### Prompt
Could you transcribe every entry exactly, leaving nothing out?

### Records drawn from a dataset
-*-
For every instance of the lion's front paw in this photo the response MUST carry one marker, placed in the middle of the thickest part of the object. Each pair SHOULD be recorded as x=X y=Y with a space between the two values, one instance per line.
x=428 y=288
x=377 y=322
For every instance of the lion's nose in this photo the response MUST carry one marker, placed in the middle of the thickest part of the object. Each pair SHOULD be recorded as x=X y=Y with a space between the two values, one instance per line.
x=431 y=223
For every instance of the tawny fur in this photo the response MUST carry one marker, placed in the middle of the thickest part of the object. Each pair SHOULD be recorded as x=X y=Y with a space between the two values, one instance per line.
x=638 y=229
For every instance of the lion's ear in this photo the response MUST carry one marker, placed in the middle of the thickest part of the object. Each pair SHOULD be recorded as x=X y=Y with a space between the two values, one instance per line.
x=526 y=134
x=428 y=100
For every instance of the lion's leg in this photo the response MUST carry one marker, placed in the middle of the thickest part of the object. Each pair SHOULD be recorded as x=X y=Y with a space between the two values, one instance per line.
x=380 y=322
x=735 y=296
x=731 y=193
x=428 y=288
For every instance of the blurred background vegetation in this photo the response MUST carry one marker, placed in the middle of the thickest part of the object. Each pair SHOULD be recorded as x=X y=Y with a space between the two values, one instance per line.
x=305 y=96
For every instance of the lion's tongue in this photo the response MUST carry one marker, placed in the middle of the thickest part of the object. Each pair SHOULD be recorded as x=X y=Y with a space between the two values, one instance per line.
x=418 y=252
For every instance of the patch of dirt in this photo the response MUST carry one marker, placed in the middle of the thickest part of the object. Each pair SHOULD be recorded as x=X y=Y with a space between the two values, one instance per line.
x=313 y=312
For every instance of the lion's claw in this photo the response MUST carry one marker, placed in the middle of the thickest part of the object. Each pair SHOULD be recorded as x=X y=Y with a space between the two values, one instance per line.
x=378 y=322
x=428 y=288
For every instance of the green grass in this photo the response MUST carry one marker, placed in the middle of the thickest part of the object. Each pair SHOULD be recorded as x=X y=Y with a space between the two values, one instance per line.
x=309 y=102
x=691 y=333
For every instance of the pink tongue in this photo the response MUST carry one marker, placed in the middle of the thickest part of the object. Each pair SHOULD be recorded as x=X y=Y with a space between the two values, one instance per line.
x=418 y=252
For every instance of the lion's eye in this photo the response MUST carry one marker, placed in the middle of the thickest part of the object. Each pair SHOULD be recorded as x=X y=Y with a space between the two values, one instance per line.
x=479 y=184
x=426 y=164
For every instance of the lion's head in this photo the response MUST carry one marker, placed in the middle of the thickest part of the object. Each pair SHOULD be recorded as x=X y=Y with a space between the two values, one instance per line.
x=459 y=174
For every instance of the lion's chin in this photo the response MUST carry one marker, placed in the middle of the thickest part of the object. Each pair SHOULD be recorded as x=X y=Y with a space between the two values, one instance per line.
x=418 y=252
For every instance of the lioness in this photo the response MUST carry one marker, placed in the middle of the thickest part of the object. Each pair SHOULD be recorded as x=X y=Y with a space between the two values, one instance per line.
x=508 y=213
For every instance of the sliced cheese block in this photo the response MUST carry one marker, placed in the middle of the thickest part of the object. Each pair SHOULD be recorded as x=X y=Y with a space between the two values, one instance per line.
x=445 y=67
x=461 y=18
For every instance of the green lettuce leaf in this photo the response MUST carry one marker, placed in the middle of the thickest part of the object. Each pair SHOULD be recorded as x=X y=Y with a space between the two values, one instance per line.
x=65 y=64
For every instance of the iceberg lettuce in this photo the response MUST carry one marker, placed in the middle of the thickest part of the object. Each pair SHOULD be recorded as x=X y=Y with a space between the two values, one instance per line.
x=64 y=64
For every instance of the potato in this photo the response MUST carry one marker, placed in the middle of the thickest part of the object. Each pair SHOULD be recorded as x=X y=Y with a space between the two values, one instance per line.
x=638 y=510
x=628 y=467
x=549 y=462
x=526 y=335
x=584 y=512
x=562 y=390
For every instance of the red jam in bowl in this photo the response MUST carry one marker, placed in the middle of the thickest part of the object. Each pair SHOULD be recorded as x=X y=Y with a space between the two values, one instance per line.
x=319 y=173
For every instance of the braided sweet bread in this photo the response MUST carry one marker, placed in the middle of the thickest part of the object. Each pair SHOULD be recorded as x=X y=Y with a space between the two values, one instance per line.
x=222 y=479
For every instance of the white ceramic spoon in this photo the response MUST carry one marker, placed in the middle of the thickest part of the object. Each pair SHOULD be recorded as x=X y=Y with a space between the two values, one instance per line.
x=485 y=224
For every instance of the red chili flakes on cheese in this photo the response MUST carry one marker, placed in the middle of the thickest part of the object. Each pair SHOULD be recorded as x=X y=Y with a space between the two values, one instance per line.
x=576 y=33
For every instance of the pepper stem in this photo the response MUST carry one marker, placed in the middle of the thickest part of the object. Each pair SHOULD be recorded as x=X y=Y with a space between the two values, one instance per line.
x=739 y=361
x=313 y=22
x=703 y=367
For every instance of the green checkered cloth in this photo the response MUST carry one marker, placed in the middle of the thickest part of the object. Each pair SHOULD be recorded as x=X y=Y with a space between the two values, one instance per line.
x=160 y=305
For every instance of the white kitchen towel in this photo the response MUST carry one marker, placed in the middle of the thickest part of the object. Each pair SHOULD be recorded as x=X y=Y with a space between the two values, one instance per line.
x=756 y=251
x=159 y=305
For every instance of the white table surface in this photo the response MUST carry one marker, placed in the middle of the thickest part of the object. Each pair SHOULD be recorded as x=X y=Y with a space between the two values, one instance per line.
-*-
### Exercise answer
For every instance of the lion's front paw in this photo the response MUST carry one marker, placed in the middle of the thickest part of the object. Each pair SHOULD be recorded as x=X y=Y with a space between the two values, one instance per line.
x=428 y=288
x=377 y=322
For every instance of the lion's nose in this photo the response MUST carry one marker, placed in the middle of the thickest part of the object. Each pair SHOULD be recorded as x=X y=Y with a space between the two values, one instance per line.
x=431 y=223
For every instance of the tawny fur in this photo the response MUST carry one marker, placed in the middle of the thickest part of the object. Each pair SHOULD be recorded as x=X y=Y with a space between the two values, one instance per line.
x=638 y=229
For every instance of the lion's ear in this photo the response MUST carry one marker, placed in the middle of the thickest part of the object. Each pair SHOULD be recorded as x=X y=Y with a space between the two values, one instance per line.
x=526 y=134
x=428 y=100
For every instance of the lion's leg in this photo the response MUST carry one marker, placed in the middle of the thickest part of the object. Each pair SHOULD be recorded as x=X y=Y with a space between the two values, one instance per line.
x=380 y=322
x=735 y=296
x=731 y=193
x=428 y=288
For every instance of the blurred background vegetation in this photo the response MUST carry one marker, placed in the middle of the thickest part of the object. Each pair SHOULD be recorded as x=X y=Y with a space between the two values, one instance per line.
x=305 y=96
For every instance of the lion's tongue in this photo the response MUST carry one marker, placed in the middle of the thickest part of the object. Each pair SHOULD be recorded as x=X y=Y with a space between the two values, one instance per line.
x=418 y=252
For every instance of the patch of dirt in this photo the response MUST carry one marker, placed in the middle of the thickest part of the object. Each pair SHOULD be recorded as x=X y=Y with a space between the two values, one instance per line.
x=313 y=312
For every instance of the lion's claw in this photo the response MUST carry one marker, placed in the middle of the thickest part of the object. Each pair SHOULD be recorded as x=X y=Y with a space between the two values, one instance per line.
x=378 y=322
x=428 y=288
For every instance of the green grass in this photo the response MUST carry one marker, placed in the middle of the thickest part of the object. Each pair SHOULD be recorded as x=X y=Y with a space between the two values, one instance per line.
x=309 y=102
x=691 y=333
For every instance of the pink tongue in this photo the response MUST carry one marker, placed in the middle of the thickest part of the object. Each pair SHOULD be recorded as x=X y=Y with a space between the two values, one instance per line.
x=418 y=252
For every instance of the lion's eye in this photo the response MUST carry one marker, placed in the middle of the thickest part of the object. Each pair SHOULD be recorded as x=X y=Y with a space between the two values, one instance per line.
x=479 y=184
x=426 y=164
For every instance of the lion's head in this photo the response MUST carry one marker, placed in the middle of the thickest part of the object. Each pair SHOULD be recorded as x=X y=Y with a space between the two values, one instance per line.
x=459 y=174
For every instance of the lion's chin in this photo the response MUST carry one marker, placed in the middle of the thickest part of the object. Each pair SHOULD be recorded as x=X y=Y with a space between the two values, one instance per line.
x=418 y=252
For every instance of the lioness in this photo the response MUST carry one marker, placed in the middle of the thickest part of the object. Each pair SHOULD be recorded as x=X y=Y with a space between the two values, one instance per line.
x=508 y=213
For every instance of the sliced cheese block in this photo the response MUST carry one marker, placed in the middle of the thickest part of the object. Each pair SHOULD be recorded as x=X y=Y with a space between the two values, one instance per line.
x=445 y=67
x=461 y=18
For every instance of the green lettuce leaf in this photo the response MUST carry one marker, placed in the middle of the thickest part of the object. Each pair SHOULD be recorded as x=X y=Y with a space between the two values, one instance per line.
x=65 y=64
For every instance of the iceberg lettuce in this photo the response MUST carry one marker, placed in the middle of the thickest part of the object. Each pair SHOULD be recorded as x=X y=Y with a space between the two values, one instance per line.
x=64 y=64
For every instance of the potato in this photo the response MUST carry one marker, placed in the middle of the thickest part of the object. Each pair SHOULD be recorded as x=X y=Y with a space between the two values, one instance per line.
x=638 y=510
x=628 y=467
x=549 y=462
x=526 y=335
x=584 y=512
x=562 y=390
For every instance of the red jam in bowl in this photo the response MUST carry one marker, placed in the middle of the thickest part of the object. Each pair SHOULD be recorded as x=X y=Y with a space between the two values, one instance per line.
x=319 y=173
For every instance of the braided sweet bread in this photo the response MUST carry one marker, placed in the middle of the thickest part of the object. Each pair SHOULD be recorded as x=X y=Y with a space between the two values, one instance per line.
x=222 y=479
For every instance of the white ceramic spoon in this photo the response MUST carry one marker, placed in the middle of the thickest part of the object. Each pair SHOULD be recorded as x=X y=Y with a space between the two values, one instance per line.
x=485 y=224
For every instance of the red chili flakes on cheese in this photo the response MUST carry one marker, placed in the middle of the thickest part of the object. Each pair SHOULD be recorded as x=X y=Y with a space between the two values, one instance per line.
x=576 y=33
For every instance of the pepper stem in this photo the response MUST carry one marker, placed in the middle of the thickest part of the object. Each pair SHOULD be recorded as x=X y=Y with a space between the two values, one instance per line.
x=739 y=361
x=313 y=22
x=703 y=367
For every instance of the green checkered cloth in this photo the response MUST carry one marker, placed in the middle of the thickest part of the object. Each pair SHOULD be recorded as x=X y=Y with a space between the two values, one instance per line.
x=160 y=305
For every instance of the white kitchen towel in this photo the response MUST carry one marker, placed in the middle of the thickest part of the object. Each pair SHOULD be recorded as x=X y=Y with a space between the two values, one instance per line.
x=756 y=251
x=159 y=305
For every instance of the white table surface in this photo the response MUST carry one marker, placed in the middle of the thickest part of the object. Each pair SHOULD be recorded as x=X y=Y with a space between the two values, one instance per line.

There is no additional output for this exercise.